═══ Kutipan Terpilih

Jeng dkk melakukan penelitian pada empat pasien dengan luka bakar berat
(rata-rata dengan 58% TBSA) dan syok, menggunakan probe multisensory dengan
tiga transducers. Satu transducer diletakkan di jaringan subkutaneus yang
menggambarkan luka bakar derajat dua, transducer lainnya diletakkan di abdomen
melalui tabung gaster tonometri, dan transducer ketiga di aliran darah di sepanjang
garis femoralis lumen-tunggal. Kemudian mereka menggunakan ketiga transducer ini
untuk mengukur pH, CO2, dan PaO2 jaringan. Mereka juga secara bersamaan
mencatat jumlah output urin, tekanan arteri rata-rata (MAP), dan laktat serum. Ketiga,
peneliti ini mengukur perfusi pada luka bakar dengan menggunakan pencitraan laser
Doppler dan menghubungkan dengan variable sebelumnya yang didapatkan
mengalami perubahan terhadap perfusi luka bakar. Meskipun perubahan yang didapat
dari keseluruhan variable serupa dengan temuan pada penggunaan Doppler, mereka
menemukan pH jaringan dan CO2, sama baiknya dengan CO2 pada gaster, yang lebih
menggambarkan keadaan perfusi jaringan perifer. Output urin, MAP, dan kandungan
laktat mengalami perubahan sepanjang waktu namun cenderung terlambat dalam
menggambarkan keadaan perfusi jaringan perifer dibandingkan pengukuran
menggunakan pencitraan laser Doppler.

══════
═══ Data yang Diambil

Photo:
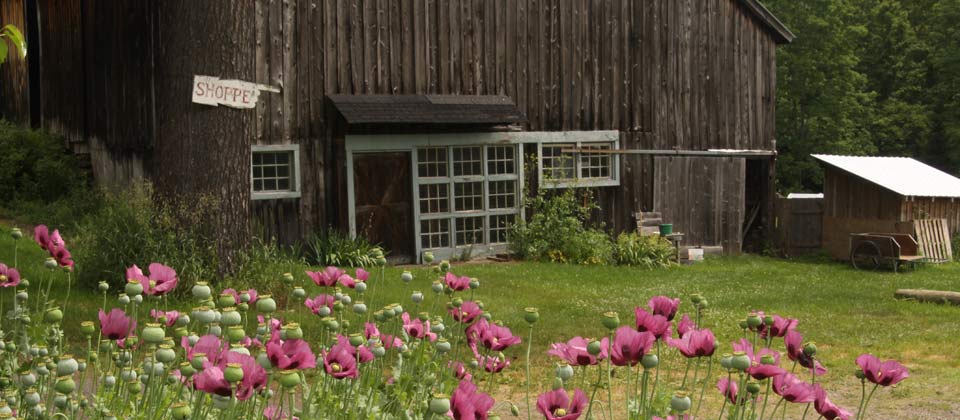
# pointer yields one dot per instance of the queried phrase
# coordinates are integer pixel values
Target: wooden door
(383, 193)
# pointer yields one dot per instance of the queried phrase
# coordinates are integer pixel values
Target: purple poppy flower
(884, 374)
(629, 346)
(556, 405)
(9, 276)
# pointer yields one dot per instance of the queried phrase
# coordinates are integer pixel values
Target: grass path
(846, 312)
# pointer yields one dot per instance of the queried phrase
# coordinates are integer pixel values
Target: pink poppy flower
(685, 325)
(468, 404)
(320, 301)
(658, 325)
(291, 354)
(629, 346)
(340, 363)
(664, 306)
(326, 278)
(416, 328)
(794, 344)
(457, 283)
(793, 389)
(41, 234)
(9, 276)
(556, 405)
(884, 374)
(696, 343)
(574, 351)
(779, 328)
(826, 408)
(171, 316)
(116, 324)
(466, 313)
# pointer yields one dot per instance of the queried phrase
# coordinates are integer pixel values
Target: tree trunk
(201, 150)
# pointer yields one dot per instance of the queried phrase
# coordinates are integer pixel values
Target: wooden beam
(934, 296)
(650, 152)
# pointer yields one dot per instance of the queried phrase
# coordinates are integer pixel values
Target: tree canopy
(867, 77)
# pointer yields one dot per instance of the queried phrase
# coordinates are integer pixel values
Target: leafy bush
(643, 251)
(40, 180)
(132, 227)
(558, 230)
(333, 247)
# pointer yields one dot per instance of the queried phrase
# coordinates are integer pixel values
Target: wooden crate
(933, 235)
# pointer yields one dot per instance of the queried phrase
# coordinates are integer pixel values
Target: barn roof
(777, 29)
(427, 109)
(902, 175)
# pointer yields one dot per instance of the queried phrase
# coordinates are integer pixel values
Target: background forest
(867, 77)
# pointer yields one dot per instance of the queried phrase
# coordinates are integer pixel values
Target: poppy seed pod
(650, 361)
(740, 361)
(266, 304)
(680, 402)
(181, 411)
(439, 404)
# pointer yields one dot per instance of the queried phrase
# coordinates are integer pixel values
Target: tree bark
(200, 150)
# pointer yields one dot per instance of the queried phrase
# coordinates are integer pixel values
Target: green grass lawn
(846, 312)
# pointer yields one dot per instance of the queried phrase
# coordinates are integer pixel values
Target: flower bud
(153, 334)
(740, 361)
(439, 404)
(680, 402)
(201, 290)
(289, 378)
(531, 315)
(611, 320)
(594, 348)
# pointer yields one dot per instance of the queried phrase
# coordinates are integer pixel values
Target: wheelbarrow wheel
(866, 256)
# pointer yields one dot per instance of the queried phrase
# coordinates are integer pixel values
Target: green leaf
(16, 38)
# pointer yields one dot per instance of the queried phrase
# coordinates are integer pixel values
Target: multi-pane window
(274, 172)
(560, 169)
(468, 195)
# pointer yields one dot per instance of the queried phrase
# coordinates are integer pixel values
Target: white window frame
(295, 192)
(580, 139)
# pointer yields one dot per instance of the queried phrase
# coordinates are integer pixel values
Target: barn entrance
(384, 202)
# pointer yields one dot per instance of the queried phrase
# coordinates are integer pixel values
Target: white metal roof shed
(902, 175)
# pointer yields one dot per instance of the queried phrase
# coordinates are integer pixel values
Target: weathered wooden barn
(415, 122)
(883, 195)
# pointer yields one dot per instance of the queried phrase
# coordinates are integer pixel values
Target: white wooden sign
(210, 90)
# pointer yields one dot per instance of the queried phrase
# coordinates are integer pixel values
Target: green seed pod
(439, 404)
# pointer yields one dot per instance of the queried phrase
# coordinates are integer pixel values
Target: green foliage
(133, 227)
(40, 181)
(558, 230)
(333, 247)
(651, 251)
(867, 77)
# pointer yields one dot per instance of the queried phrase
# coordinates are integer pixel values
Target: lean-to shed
(883, 194)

══════

## Petunjuk Tugas
Lanjutkan kutipan tentang pengukuran perfusi pada pasien luka bakar, mulai tepat setelah kalimat terakhirnya.

## Hasil Tugas
Meskipun laktat tidak enggambarkan informasi “keadaan sebenarnya”
mengenai keberhasilan resusitasi, dengan ini mampu memberikan gambaran
mengenai morbiditas dan motalitas pasien luka bakar. Cochran dkk meneliti 128
pasien dengan rata-rata TBSA 41,7% dan mengukur deficit basa serta level laktat
dalam interval 6 jam. Mereka menemukan bahwa pasien yang tidak mampu bertahan
hidup memiliki laktat yang lebih tinggi, pada 12, 24, 48 jam perawatan di rumah sakit
dibandingkan dengan pasien yang mampu bertahan hidup. Peningkatan laktat pada 48
jam pertama dapat dijadikan predictor independen dalam memprediksi mortalitas,
namun tidak dapat memiliki ambang batas tertentu sebagai panduan penggunaan
secara klinis. Autor menyarankan dalam memberikan pengobatan tidak hanya
berlandaskan hasil laboratorium saja.
Kesimpulan
Resusitasi yang dilakukan pada pasien luka bakar dapat berlanjut ke keadaan yang
lebih kompleks dan fase yang lebih menantang dalam perawatan pasien luka bakar.
Tren perjalanan panjang dari peningkatan cairan kristaloid kini disadari para praktisi,
dan berbagai usaha dilakukan demi mengurangi pemberian cairan yang berlebihan
disaat yang memungkinkan. Perbaikan protocol resusitasi, dan berbagai terapi
pendukung, diharapkan mampu mengurangi pemberian cairan yang berlebihan.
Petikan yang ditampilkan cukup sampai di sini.